DATA EXTRACT Block Start

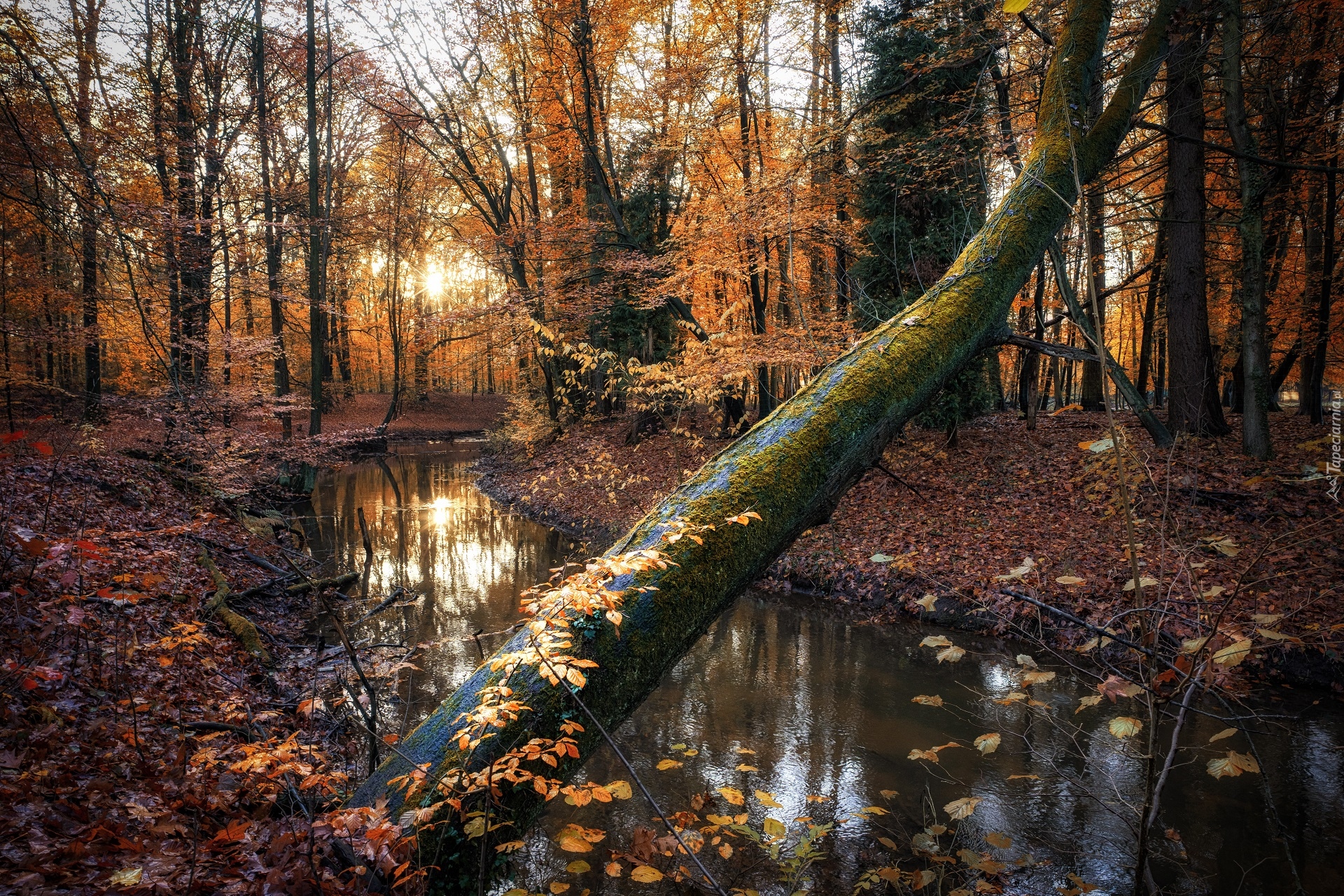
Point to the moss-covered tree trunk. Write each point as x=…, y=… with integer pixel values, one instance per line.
x=793, y=466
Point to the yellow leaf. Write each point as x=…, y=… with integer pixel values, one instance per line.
x=733, y=796
x=958, y=809
x=1233, y=764
x=951, y=654
x=768, y=799
x=647, y=875
x=1230, y=656
x=127, y=878
x=1126, y=726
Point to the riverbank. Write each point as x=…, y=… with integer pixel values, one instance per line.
x=158, y=729
x=944, y=530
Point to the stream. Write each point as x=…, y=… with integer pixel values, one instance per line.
x=816, y=706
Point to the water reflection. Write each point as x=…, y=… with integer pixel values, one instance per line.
x=437, y=536
x=827, y=710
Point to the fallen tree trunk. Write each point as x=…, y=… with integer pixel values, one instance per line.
x=793, y=466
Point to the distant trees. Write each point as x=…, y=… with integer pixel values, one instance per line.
x=641, y=207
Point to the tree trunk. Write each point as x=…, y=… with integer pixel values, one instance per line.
x=1254, y=363
x=1155, y=284
x=316, y=318
x=269, y=235
x=793, y=466
x=1193, y=398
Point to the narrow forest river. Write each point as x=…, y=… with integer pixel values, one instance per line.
x=825, y=710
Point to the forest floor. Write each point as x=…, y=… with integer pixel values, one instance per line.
x=951, y=527
x=141, y=747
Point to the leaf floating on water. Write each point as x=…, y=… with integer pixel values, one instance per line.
x=768, y=799
x=951, y=654
x=1233, y=764
x=964, y=808
x=1126, y=726
x=127, y=878
x=647, y=875
x=733, y=796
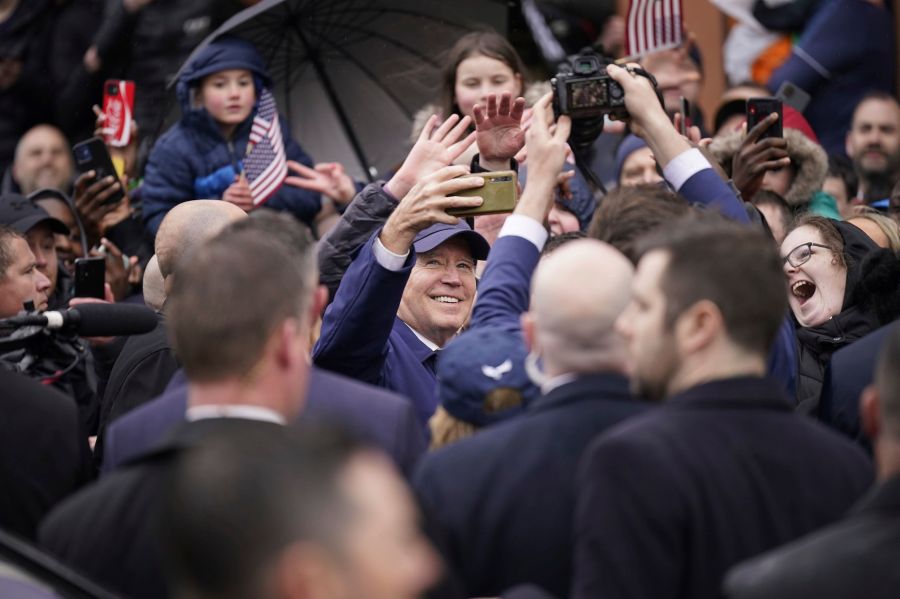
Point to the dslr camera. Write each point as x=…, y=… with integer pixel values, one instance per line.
x=582, y=89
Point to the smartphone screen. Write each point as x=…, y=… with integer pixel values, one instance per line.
x=685, y=107
x=90, y=274
x=93, y=155
x=760, y=108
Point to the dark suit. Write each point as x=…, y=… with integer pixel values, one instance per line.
x=667, y=502
x=140, y=373
x=363, y=338
x=43, y=454
x=107, y=532
x=856, y=557
x=502, y=500
x=851, y=370
x=381, y=417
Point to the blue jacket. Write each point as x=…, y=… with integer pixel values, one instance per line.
x=192, y=160
x=382, y=418
x=362, y=337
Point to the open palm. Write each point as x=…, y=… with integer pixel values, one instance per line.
x=498, y=126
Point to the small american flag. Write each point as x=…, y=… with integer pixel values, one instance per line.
x=265, y=165
x=652, y=25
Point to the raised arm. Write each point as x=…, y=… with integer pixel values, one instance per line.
x=504, y=289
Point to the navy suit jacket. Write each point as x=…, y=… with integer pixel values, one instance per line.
x=380, y=417
x=851, y=370
x=362, y=337
x=668, y=501
x=502, y=501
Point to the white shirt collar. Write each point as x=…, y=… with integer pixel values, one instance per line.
x=428, y=342
x=238, y=411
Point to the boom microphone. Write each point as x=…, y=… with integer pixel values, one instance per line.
x=93, y=320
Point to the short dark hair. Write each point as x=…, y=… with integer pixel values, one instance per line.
x=842, y=168
x=831, y=236
x=236, y=289
x=244, y=495
x=486, y=43
x=736, y=267
x=628, y=213
x=7, y=257
x=887, y=381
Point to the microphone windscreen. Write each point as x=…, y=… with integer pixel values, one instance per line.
x=112, y=320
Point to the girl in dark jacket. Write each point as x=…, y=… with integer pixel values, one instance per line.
x=841, y=287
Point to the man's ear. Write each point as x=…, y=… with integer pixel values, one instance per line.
x=304, y=571
x=527, y=321
x=319, y=303
x=698, y=326
x=870, y=412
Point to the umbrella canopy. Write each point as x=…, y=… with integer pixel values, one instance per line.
x=350, y=74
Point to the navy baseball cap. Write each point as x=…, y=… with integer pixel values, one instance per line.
x=22, y=214
x=477, y=362
x=438, y=233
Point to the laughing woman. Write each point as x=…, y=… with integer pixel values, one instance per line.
x=841, y=286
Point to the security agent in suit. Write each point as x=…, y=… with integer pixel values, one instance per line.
x=146, y=362
x=38, y=421
x=856, y=557
x=385, y=419
x=502, y=500
x=723, y=469
x=308, y=515
x=246, y=362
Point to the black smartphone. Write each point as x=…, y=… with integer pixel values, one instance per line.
x=685, y=108
x=760, y=108
x=90, y=274
x=93, y=155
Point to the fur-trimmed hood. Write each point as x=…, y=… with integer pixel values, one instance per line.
x=806, y=156
x=533, y=92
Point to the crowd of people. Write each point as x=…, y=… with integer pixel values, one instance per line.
x=685, y=386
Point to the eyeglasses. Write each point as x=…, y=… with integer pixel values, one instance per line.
x=801, y=254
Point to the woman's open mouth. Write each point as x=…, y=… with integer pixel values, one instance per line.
x=803, y=290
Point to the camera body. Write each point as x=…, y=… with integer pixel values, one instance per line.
x=582, y=89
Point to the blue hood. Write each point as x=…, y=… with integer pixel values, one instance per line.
x=221, y=55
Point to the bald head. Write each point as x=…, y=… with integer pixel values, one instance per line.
x=187, y=226
x=578, y=291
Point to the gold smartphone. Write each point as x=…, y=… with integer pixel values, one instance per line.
x=500, y=193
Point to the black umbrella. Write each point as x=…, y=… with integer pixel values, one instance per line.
x=350, y=74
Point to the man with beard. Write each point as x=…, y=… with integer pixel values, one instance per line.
x=873, y=144
x=723, y=469
x=42, y=159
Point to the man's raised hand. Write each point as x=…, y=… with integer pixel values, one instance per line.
x=438, y=145
x=498, y=125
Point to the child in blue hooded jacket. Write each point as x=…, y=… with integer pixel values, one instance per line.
x=201, y=156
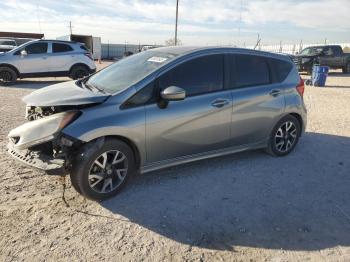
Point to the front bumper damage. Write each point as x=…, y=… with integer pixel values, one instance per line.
x=37, y=159
x=41, y=144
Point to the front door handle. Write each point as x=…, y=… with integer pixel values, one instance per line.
x=275, y=92
x=220, y=102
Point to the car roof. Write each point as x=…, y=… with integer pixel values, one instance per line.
x=185, y=50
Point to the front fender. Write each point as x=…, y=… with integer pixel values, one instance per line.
x=108, y=120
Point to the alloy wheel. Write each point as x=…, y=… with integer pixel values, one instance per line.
x=108, y=171
x=286, y=136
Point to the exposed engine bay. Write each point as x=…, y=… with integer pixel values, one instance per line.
x=39, y=141
x=37, y=112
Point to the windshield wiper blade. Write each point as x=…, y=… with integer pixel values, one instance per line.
x=91, y=87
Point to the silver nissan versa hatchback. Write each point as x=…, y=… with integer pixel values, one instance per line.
x=161, y=108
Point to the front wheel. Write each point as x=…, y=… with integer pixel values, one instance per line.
x=284, y=136
x=100, y=172
x=346, y=69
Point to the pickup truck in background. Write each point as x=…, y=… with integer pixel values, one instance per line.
x=327, y=55
x=7, y=44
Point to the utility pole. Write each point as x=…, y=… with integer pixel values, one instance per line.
x=177, y=15
x=70, y=27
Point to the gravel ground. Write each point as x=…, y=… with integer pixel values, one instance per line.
x=243, y=207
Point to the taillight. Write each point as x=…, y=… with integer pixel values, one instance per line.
x=89, y=56
x=301, y=87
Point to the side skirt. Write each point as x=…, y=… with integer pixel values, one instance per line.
x=45, y=74
x=195, y=157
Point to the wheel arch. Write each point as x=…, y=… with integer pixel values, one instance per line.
x=126, y=140
x=78, y=64
x=300, y=120
x=12, y=67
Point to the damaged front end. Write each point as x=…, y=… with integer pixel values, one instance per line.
x=39, y=142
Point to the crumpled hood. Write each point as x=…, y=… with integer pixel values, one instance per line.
x=64, y=94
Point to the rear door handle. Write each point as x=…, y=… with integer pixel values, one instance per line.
x=220, y=102
x=275, y=92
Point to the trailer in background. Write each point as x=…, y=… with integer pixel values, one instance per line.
x=91, y=42
x=21, y=38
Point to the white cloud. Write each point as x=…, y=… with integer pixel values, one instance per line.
x=200, y=22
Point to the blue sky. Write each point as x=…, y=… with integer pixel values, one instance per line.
x=201, y=22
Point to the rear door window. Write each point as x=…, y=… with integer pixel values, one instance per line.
x=250, y=70
x=198, y=76
x=59, y=48
x=36, y=48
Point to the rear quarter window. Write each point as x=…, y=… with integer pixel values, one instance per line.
x=279, y=69
x=251, y=70
x=84, y=48
x=59, y=48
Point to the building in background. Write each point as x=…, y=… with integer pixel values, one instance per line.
x=21, y=38
x=93, y=43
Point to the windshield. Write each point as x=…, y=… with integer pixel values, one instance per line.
x=7, y=42
x=312, y=51
x=129, y=71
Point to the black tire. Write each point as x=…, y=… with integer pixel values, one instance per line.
x=309, y=71
x=276, y=137
x=83, y=175
x=7, y=75
x=346, y=69
x=78, y=72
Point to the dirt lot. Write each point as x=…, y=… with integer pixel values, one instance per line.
x=244, y=207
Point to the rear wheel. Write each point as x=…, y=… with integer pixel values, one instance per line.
x=78, y=72
x=346, y=69
x=7, y=75
x=284, y=136
x=100, y=173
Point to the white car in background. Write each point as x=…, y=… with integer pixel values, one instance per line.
x=7, y=44
x=45, y=58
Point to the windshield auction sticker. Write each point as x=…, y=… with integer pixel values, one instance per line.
x=157, y=59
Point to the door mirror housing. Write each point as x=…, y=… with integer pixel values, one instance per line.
x=173, y=93
x=24, y=53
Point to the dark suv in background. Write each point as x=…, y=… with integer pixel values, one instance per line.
x=328, y=55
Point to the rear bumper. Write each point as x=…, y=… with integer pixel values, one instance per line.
x=37, y=159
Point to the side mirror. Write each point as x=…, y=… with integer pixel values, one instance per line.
x=173, y=93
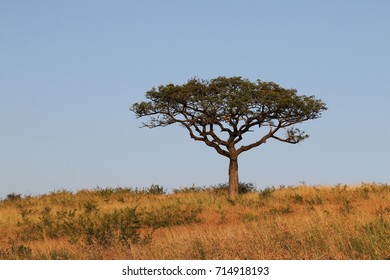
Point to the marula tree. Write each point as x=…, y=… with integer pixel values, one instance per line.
x=220, y=111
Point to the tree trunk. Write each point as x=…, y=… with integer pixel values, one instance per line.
x=233, y=177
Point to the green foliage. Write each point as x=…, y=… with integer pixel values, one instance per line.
x=220, y=111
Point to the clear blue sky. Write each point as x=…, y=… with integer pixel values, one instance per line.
x=69, y=70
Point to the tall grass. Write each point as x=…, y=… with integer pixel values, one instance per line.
x=301, y=222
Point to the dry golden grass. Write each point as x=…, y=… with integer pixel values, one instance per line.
x=302, y=222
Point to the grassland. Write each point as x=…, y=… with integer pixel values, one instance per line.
x=302, y=222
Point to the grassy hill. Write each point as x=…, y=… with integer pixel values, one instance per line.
x=302, y=222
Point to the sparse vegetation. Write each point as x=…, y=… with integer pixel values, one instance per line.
x=303, y=222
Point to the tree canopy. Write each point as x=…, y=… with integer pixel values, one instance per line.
x=220, y=111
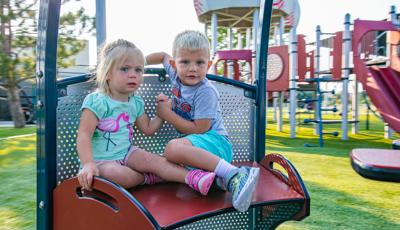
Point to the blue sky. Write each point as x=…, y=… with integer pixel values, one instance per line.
x=152, y=24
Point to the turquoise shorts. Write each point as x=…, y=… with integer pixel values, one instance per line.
x=214, y=143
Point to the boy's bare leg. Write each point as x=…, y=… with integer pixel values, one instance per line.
x=182, y=151
x=146, y=162
x=121, y=175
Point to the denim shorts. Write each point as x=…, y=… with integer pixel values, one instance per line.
x=214, y=143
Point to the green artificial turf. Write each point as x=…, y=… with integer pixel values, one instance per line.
x=18, y=182
x=340, y=198
x=8, y=131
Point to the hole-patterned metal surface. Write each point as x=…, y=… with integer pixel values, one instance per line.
x=236, y=110
x=228, y=221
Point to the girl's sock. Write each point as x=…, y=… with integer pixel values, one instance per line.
x=225, y=170
x=151, y=178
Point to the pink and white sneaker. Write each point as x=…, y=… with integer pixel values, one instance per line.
x=200, y=180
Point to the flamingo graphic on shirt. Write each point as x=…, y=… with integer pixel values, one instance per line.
x=110, y=125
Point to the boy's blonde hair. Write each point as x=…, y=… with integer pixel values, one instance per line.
x=111, y=54
x=191, y=40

DATA EXTRACT Block End

* [WHAT IS REQUIRED] The lines from the one containing "Point to the green artificial" through the final line of the entries above are to be printed exactly, with nothing added.

* [ANSWER TO THIS EXERCISE]
Point to the green artificial turf. Write each point as x=…, y=… with integer pixel values, one instance per line.
x=18, y=182
x=340, y=198
x=8, y=131
Point to the hole-patterned metal surface. Write each point as x=…, y=… with integer pixel values, one instance per line.
x=236, y=110
x=228, y=221
Point to the girl's sock. Write each point as x=…, y=… with integer pixel values, one instance per line.
x=225, y=170
x=151, y=178
Point to the pink and white sneaker. Write each point as x=…, y=… with integer pixel values, one instance per line.
x=200, y=180
Point to the flamingo graphic on shirt. Write each point as x=…, y=… with integer pixel values, one instance per line.
x=110, y=125
Point to the boy's blonde hair. Write each point as x=…, y=… with integer pixel values, one instance per line.
x=111, y=54
x=191, y=40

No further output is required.